Task requirements -> From the data below, copy each line that includes the word "round".

##############################

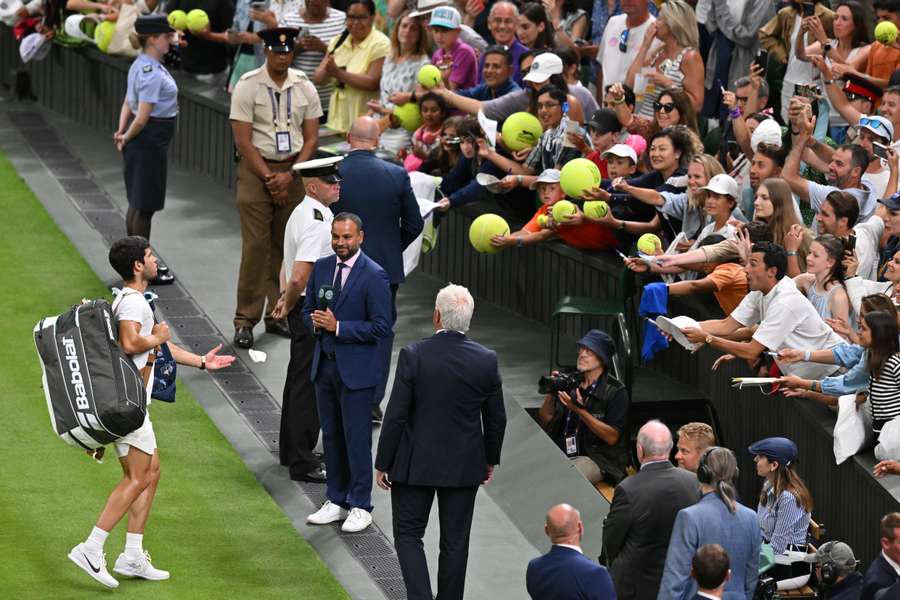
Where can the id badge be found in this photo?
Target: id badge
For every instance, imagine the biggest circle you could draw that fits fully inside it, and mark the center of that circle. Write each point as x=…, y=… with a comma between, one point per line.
x=283, y=141
x=571, y=446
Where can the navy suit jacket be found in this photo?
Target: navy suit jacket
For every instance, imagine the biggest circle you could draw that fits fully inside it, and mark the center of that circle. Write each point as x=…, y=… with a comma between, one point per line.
x=363, y=311
x=380, y=193
x=447, y=401
x=710, y=522
x=566, y=574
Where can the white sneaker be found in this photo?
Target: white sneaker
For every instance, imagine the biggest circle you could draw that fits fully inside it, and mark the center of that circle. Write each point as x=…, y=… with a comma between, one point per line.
x=139, y=566
x=329, y=513
x=357, y=520
x=94, y=564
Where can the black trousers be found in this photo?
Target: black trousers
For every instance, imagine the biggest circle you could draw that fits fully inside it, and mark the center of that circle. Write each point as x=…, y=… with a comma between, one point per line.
x=299, y=415
x=410, y=506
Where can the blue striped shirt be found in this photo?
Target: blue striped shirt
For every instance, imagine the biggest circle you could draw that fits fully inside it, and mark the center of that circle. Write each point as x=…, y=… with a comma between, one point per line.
x=783, y=521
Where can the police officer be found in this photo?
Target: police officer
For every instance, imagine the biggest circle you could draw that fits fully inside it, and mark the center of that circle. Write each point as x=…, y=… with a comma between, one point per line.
x=275, y=114
x=146, y=126
x=306, y=240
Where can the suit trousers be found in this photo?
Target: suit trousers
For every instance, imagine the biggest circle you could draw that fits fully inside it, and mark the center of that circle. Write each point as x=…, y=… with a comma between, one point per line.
x=299, y=415
x=262, y=242
x=410, y=507
x=346, y=418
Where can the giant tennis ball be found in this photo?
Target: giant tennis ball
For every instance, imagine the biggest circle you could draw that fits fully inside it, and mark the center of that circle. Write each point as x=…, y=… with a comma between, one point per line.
x=409, y=116
x=197, y=20
x=886, y=33
x=429, y=76
x=103, y=35
x=579, y=175
x=596, y=209
x=178, y=20
x=648, y=243
x=562, y=210
x=521, y=130
x=483, y=229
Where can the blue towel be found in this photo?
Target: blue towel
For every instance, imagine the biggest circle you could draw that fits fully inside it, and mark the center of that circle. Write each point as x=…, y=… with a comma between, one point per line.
x=654, y=302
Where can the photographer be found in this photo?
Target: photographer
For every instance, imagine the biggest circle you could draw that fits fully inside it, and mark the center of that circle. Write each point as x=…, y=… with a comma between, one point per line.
x=586, y=412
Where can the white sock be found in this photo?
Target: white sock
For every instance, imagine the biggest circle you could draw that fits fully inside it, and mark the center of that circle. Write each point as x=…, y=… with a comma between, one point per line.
x=133, y=544
x=95, y=541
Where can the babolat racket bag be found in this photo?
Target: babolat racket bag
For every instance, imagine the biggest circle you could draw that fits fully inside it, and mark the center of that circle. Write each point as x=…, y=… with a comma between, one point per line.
x=95, y=394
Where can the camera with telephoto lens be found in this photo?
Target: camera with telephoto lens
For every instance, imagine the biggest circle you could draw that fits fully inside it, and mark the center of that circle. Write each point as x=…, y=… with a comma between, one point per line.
x=559, y=382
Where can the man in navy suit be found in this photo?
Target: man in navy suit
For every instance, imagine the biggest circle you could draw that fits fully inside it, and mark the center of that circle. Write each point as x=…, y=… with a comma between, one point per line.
x=565, y=573
x=348, y=308
x=381, y=194
x=441, y=435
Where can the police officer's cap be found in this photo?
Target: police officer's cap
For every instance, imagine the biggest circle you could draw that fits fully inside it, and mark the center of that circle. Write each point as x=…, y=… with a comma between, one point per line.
x=325, y=169
x=152, y=25
x=279, y=39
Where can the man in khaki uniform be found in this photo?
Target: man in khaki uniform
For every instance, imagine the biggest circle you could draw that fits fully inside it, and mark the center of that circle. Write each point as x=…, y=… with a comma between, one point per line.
x=275, y=114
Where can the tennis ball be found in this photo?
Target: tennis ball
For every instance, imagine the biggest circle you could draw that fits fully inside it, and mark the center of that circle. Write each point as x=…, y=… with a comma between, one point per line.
x=103, y=35
x=579, y=175
x=429, y=76
x=521, y=130
x=596, y=209
x=197, y=20
x=409, y=116
x=562, y=210
x=178, y=20
x=483, y=229
x=886, y=33
x=648, y=243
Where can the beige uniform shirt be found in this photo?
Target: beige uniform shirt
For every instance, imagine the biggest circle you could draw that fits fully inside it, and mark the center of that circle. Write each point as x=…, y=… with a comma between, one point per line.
x=258, y=100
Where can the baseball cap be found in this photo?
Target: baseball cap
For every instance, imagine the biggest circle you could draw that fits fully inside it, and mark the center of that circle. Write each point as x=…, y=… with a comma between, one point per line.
x=722, y=184
x=781, y=449
x=445, y=16
x=543, y=66
x=623, y=151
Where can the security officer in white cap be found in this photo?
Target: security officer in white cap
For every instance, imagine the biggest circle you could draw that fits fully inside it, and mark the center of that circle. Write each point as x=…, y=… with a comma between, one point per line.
x=275, y=114
x=306, y=240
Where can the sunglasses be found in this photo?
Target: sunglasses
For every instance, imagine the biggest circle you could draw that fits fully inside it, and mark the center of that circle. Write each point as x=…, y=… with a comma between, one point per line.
x=666, y=107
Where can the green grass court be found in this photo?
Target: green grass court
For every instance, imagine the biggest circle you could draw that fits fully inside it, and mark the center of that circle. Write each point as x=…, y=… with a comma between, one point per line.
x=213, y=526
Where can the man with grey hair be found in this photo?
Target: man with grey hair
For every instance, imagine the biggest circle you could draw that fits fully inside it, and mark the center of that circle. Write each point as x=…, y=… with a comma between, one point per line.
x=447, y=401
x=637, y=529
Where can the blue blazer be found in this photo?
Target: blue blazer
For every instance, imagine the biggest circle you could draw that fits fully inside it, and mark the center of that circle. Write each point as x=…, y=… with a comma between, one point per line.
x=566, y=574
x=363, y=311
x=710, y=522
x=380, y=193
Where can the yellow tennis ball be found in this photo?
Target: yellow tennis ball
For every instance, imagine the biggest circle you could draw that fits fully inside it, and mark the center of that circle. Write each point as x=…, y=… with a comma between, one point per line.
x=521, y=130
x=197, y=20
x=579, y=175
x=483, y=229
x=886, y=33
x=562, y=210
x=648, y=243
x=103, y=35
x=178, y=20
x=596, y=209
x=429, y=76
x=409, y=116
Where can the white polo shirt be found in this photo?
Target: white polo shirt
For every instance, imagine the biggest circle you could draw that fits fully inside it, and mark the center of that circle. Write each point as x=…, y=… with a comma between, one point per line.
x=787, y=319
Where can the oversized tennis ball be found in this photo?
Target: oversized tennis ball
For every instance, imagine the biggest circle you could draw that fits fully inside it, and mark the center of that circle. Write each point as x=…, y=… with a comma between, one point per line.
x=648, y=243
x=483, y=229
x=886, y=33
x=579, y=175
x=429, y=76
x=178, y=20
x=562, y=210
x=103, y=35
x=409, y=116
x=596, y=209
x=521, y=130
x=197, y=20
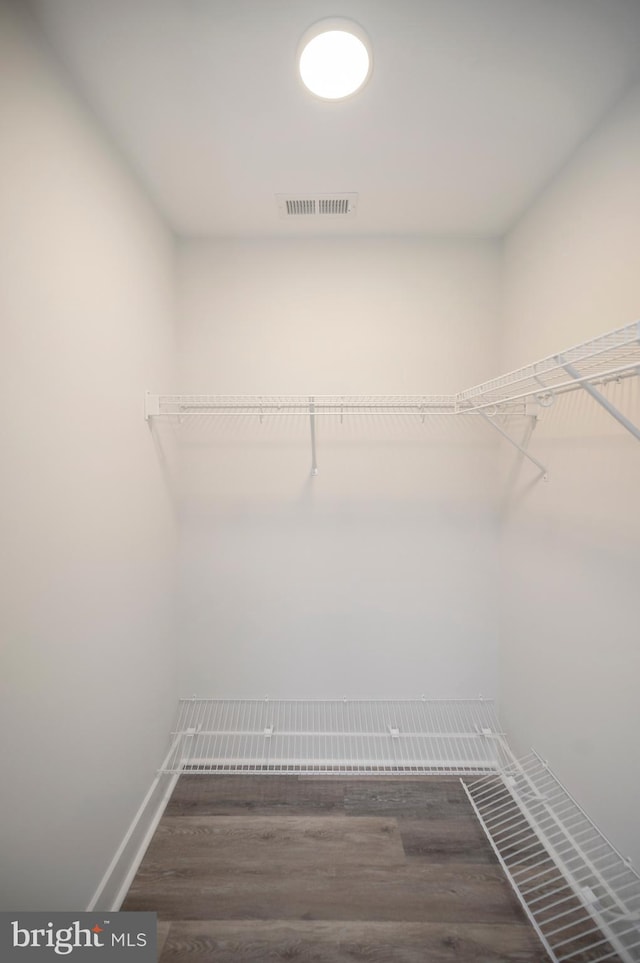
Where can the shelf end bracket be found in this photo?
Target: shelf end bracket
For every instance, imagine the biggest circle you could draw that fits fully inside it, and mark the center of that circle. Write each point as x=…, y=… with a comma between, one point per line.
x=600, y=398
x=532, y=413
x=151, y=405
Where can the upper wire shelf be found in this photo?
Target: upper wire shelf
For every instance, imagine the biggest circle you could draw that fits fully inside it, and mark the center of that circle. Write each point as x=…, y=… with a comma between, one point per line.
x=610, y=356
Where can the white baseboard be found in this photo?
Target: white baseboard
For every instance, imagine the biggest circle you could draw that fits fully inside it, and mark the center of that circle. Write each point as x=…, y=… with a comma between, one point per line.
x=116, y=881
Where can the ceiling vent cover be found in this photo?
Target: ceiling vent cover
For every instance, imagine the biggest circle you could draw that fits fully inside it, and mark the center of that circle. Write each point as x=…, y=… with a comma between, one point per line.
x=317, y=205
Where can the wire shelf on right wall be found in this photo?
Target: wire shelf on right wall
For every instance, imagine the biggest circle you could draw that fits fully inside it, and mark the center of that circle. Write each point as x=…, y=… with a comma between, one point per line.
x=580, y=894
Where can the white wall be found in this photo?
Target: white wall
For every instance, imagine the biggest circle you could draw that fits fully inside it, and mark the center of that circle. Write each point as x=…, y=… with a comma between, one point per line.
x=570, y=660
x=87, y=525
x=377, y=577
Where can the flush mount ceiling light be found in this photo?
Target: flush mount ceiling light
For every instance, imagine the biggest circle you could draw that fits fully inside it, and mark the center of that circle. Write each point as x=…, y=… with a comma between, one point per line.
x=334, y=58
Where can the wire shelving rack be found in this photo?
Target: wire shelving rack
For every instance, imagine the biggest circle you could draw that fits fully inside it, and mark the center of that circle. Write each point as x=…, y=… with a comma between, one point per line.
x=339, y=736
x=610, y=356
x=523, y=392
x=580, y=894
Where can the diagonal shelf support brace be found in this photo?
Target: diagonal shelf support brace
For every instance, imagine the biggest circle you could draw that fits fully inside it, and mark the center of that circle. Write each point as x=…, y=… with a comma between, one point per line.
x=312, y=423
x=600, y=398
x=521, y=448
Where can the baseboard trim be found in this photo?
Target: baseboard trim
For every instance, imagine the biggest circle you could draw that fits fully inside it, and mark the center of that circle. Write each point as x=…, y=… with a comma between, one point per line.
x=119, y=875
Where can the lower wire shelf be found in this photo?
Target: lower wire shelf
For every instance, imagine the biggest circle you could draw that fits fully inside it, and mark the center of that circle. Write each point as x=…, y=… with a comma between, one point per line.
x=580, y=894
x=334, y=736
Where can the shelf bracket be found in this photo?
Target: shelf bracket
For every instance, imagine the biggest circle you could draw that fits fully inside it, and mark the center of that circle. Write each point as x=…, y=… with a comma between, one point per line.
x=521, y=448
x=312, y=424
x=600, y=398
x=151, y=405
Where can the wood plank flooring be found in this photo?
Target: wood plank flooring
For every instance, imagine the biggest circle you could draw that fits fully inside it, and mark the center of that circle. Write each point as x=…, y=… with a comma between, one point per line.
x=327, y=870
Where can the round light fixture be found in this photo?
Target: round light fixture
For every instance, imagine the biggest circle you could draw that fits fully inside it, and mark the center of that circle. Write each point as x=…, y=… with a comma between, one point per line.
x=334, y=58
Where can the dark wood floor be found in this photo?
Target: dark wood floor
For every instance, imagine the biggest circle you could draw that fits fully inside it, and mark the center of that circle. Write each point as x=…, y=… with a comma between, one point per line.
x=251, y=869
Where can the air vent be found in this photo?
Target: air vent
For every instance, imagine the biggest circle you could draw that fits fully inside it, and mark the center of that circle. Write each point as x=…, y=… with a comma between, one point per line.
x=317, y=205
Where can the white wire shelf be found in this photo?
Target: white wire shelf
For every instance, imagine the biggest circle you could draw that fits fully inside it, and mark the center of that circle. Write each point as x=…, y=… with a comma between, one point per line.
x=610, y=356
x=341, y=736
x=322, y=405
x=581, y=895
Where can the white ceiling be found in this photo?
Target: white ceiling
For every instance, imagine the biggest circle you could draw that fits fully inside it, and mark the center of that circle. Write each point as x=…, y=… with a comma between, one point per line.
x=472, y=107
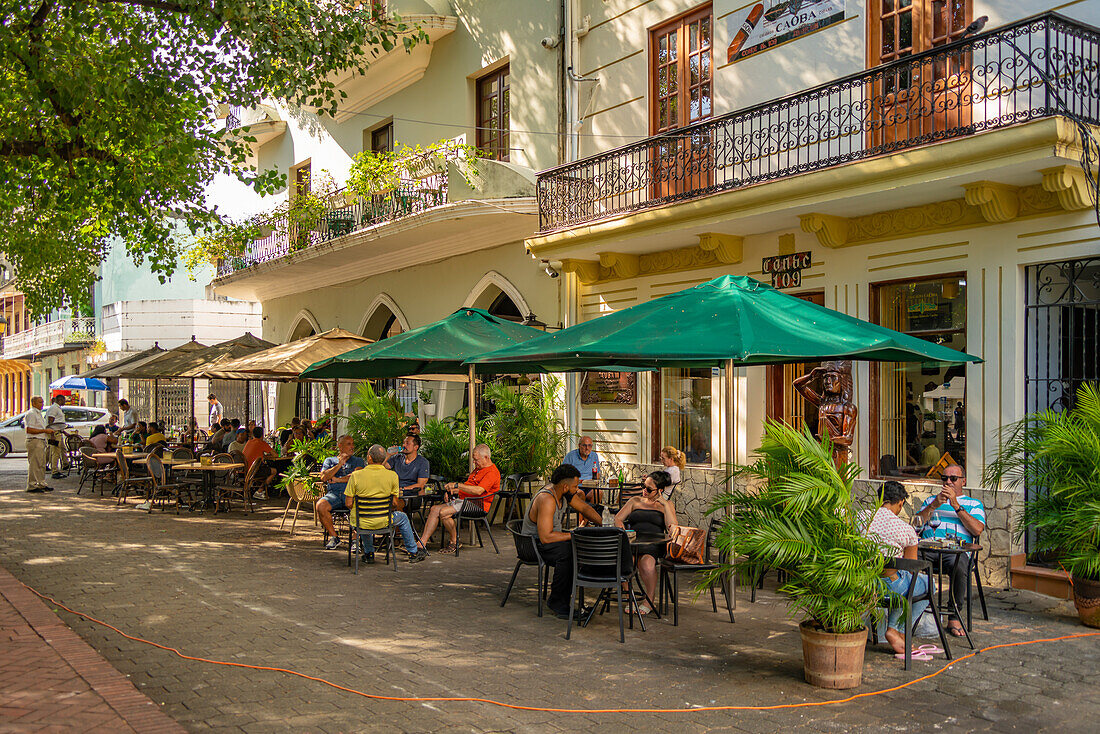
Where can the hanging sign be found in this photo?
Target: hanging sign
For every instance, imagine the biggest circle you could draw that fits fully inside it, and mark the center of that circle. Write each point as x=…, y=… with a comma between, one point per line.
x=785, y=271
x=760, y=25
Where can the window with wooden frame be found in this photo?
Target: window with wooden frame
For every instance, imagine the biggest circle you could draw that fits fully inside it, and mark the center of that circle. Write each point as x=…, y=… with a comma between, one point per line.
x=920, y=99
x=681, y=94
x=493, y=113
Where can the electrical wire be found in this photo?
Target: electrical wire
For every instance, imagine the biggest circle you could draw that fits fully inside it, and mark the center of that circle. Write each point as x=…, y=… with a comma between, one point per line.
x=516, y=707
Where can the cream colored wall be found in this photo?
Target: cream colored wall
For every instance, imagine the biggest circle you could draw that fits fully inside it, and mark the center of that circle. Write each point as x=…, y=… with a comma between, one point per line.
x=992, y=258
x=420, y=294
x=616, y=51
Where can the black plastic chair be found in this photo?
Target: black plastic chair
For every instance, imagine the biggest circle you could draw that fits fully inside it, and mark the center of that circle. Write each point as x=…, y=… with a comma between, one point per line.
x=915, y=568
x=527, y=554
x=597, y=563
x=671, y=569
x=372, y=508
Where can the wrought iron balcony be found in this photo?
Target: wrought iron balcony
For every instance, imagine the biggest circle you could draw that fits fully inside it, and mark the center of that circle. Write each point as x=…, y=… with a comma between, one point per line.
x=1038, y=67
x=285, y=237
x=53, y=337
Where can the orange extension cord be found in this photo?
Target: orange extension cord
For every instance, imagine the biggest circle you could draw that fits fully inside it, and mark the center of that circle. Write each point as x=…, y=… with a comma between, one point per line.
x=425, y=699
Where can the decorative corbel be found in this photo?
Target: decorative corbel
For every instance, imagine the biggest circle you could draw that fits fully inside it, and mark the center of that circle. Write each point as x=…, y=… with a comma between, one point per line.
x=728, y=249
x=587, y=271
x=832, y=231
x=620, y=264
x=1069, y=185
x=998, y=203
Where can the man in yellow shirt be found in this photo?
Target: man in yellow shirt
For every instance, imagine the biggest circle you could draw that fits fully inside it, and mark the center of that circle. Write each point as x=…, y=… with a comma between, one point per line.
x=376, y=481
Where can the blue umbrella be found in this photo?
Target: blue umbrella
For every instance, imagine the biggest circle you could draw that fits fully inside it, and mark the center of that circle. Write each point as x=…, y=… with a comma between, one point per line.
x=77, y=383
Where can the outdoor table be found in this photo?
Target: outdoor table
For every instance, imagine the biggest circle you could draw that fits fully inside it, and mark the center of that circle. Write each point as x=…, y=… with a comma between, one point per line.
x=208, y=475
x=941, y=549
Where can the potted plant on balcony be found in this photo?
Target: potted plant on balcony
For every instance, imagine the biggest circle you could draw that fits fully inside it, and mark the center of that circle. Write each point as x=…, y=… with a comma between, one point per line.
x=1057, y=456
x=796, y=515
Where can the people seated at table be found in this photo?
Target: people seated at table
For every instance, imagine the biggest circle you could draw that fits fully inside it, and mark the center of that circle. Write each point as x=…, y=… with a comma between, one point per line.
x=240, y=440
x=651, y=515
x=898, y=539
x=411, y=469
x=959, y=516
x=543, y=523
x=376, y=480
x=334, y=473
x=480, y=486
x=674, y=460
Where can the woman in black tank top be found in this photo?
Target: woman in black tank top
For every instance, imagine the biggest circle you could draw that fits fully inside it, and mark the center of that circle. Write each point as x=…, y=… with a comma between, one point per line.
x=649, y=515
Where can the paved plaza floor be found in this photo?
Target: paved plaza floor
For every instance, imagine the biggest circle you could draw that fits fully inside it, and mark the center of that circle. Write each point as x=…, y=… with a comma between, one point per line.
x=234, y=588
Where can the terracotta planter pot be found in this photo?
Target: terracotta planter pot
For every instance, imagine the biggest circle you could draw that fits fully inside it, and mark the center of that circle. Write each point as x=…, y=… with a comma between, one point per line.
x=1087, y=601
x=832, y=660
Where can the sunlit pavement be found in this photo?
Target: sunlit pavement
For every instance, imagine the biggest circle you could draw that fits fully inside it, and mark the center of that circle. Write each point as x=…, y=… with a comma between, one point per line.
x=235, y=588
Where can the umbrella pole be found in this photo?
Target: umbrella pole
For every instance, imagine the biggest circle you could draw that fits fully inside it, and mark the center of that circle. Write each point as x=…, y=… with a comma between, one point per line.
x=730, y=451
x=473, y=416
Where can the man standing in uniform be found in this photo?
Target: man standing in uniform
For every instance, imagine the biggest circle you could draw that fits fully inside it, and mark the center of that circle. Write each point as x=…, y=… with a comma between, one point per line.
x=36, y=434
x=55, y=419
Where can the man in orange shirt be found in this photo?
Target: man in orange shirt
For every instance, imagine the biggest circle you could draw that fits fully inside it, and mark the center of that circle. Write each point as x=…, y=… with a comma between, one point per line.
x=482, y=484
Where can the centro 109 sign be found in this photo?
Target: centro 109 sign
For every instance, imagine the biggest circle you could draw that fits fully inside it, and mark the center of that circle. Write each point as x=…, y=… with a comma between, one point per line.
x=785, y=271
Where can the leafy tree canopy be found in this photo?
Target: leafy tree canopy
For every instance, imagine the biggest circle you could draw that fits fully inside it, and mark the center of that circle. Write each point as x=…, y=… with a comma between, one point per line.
x=107, y=118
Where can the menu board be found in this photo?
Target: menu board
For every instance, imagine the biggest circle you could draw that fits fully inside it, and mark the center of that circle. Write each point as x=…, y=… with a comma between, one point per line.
x=618, y=387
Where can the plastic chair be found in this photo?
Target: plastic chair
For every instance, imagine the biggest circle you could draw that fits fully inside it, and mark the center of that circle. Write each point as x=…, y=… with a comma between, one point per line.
x=527, y=554
x=915, y=568
x=597, y=563
x=372, y=508
x=671, y=569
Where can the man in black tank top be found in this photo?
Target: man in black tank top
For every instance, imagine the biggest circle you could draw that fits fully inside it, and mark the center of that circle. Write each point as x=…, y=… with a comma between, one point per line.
x=543, y=522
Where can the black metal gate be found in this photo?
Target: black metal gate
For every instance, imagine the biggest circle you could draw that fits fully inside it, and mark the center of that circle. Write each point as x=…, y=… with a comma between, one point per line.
x=1062, y=333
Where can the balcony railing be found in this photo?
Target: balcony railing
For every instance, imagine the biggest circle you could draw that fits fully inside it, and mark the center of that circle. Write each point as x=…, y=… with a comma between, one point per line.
x=1038, y=67
x=52, y=337
x=341, y=218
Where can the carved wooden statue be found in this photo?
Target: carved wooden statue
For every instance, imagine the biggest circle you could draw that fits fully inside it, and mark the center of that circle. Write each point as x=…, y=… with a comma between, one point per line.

##############################

Solution to the problem ->
Where can the round light fixture be found in this photo?
Target: round light fixture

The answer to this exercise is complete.